- **Task**:
In the data that follows, find the line with "Target: building facade"; transcribe it, every later line up to the one with "Target: church tower", and that line as well, exactly and with no others.

- **Available data**:
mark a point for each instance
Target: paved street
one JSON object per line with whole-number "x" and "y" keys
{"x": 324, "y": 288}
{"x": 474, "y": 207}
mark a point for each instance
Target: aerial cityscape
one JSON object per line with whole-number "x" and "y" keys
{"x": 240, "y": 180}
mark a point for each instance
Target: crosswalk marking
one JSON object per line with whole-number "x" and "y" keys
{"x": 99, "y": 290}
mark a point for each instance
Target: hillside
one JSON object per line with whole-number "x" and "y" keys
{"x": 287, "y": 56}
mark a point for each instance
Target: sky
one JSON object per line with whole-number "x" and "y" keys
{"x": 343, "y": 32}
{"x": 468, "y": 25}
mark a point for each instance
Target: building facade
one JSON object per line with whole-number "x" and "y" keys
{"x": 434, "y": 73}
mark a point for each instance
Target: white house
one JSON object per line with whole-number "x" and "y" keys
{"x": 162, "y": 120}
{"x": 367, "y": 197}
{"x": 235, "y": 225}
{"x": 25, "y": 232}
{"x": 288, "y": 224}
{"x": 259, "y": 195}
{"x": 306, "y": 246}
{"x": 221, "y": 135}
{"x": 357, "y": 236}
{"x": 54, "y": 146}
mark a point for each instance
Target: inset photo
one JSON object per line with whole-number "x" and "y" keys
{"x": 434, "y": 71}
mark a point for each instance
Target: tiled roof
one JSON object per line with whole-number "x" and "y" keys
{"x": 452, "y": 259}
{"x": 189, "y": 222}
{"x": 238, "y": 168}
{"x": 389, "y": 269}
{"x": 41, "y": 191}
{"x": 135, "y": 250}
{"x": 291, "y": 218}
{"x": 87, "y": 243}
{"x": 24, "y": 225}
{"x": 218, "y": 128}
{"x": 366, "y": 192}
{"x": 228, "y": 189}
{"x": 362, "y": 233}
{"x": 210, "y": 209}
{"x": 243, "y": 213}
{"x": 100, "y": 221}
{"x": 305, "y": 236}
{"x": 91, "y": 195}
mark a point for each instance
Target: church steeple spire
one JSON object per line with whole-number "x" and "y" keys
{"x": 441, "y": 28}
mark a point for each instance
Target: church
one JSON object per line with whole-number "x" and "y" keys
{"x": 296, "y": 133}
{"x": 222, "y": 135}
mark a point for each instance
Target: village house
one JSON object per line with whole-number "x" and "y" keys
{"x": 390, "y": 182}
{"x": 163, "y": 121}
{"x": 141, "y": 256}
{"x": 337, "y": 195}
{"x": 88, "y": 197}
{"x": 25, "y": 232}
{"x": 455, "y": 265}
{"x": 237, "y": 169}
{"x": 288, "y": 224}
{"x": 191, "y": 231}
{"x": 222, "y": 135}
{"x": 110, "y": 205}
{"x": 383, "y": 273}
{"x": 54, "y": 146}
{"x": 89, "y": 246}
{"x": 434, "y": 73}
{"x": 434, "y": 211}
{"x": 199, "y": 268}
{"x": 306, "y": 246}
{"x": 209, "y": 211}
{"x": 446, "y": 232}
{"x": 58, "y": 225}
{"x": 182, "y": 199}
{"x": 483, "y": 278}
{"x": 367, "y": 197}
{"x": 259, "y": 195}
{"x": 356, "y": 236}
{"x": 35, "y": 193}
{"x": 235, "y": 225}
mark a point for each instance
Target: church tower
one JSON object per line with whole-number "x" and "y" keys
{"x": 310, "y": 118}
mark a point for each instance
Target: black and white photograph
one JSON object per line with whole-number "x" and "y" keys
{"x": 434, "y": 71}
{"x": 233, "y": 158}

- **Response to the exercise**:
Target: building facade
one JSON object per line with whole-number "x" and "y" keys
{"x": 434, "y": 73}
mark a point for each instance
Target: white house
one JSON object per line with whole-number "x" and "y" keys
{"x": 162, "y": 120}
{"x": 367, "y": 197}
{"x": 235, "y": 225}
{"x": 25, "y": 232}
{"x": 288, "y": 224}
{"x": 259, "y": 195}
{"x": 306, "y": 246}
{"x": 221, "y": 135}
{"x": 357, "y": 236}
{"x": 54, "y": 146}
mark a point for each instance
Target: inset photo
one JSON object per line with whole-number "x" and "y" keys
{"x": 434, "y": 71}
mark a point for each instance
Target: tiled roof
one JSON object per line with whole-number "x" and "y" keys
{"x": 452, "y": 259}
{"x": 189, "y": 222}
{"x": 238, "y": 168}
{"x": 389, "y": 269}
{"x": 41, "y": 191}
{"x": 135, "y": 250}
{"x": 291, "y": 218}
{"x": 87, "y": 243}
{"x": 24, "y": 225}
{"x": 218, "y": 128}
{"x": 366, "y": 192}
{"x": 228, "y": 189}
{"x": 362, "y": 233}
{"x": 210, "y": 209}
{"x": 243, "y": 213}
{"x": 100, "y": 221}
{"x": 305, "y": 236}
{"x": 91, "y": 195}
mark a point for each instance
Target: church steeple spire
one JSON object per line with whole-number "x" and "y" keys
{"x": 441, "y": 28}
mark a point for each instance
Target: church
one JSON object per line with whole-number "x" and "y" keys
{"x": 296, "y": 133}
{"x": 222, "y": 135}
mark a point for each instance
Target: village house
one JSON object per line with whole-number "x" and "y" keys
{"x": 390, "y": 182}
{"x": 163, "y": 121}
{"x": 141, "y": 256}
{"x": 337, "y": 195}
{"x": 88, "y": 197}
{"x": 25, "y": 232}
{"x": 455, "y": 265}
{"x": 237, "y": 169}
{"x": 288, "y": 224}
{"x": 191, "y": 231}
{"x": 222, "y": 135}
{"x": 110, "y": 205}
{"x": 383, "y": 273}
{"x": 54, "y": 146}
{"x": 89, "y": 246}
{"x": 434, "y": 73}
{"x": 434, "y": 211}
{"x": 199, "y": 268}
{"x": 306, "y": 246}
{"x": 209, "y": 211}
{"x": 446, "y": 232}
{"x": 58, "y": 225}
{"x": 182, "y": 199}
{"x": 483, "y": 278}
{"x": 367, "y": 197}
{"x": 259, "y": 195}
{"x": 356, "y": 236}
{"x": 35, "y": 193}
{"x": 235, "y": 225}
mark a point for each instance
Target: church tower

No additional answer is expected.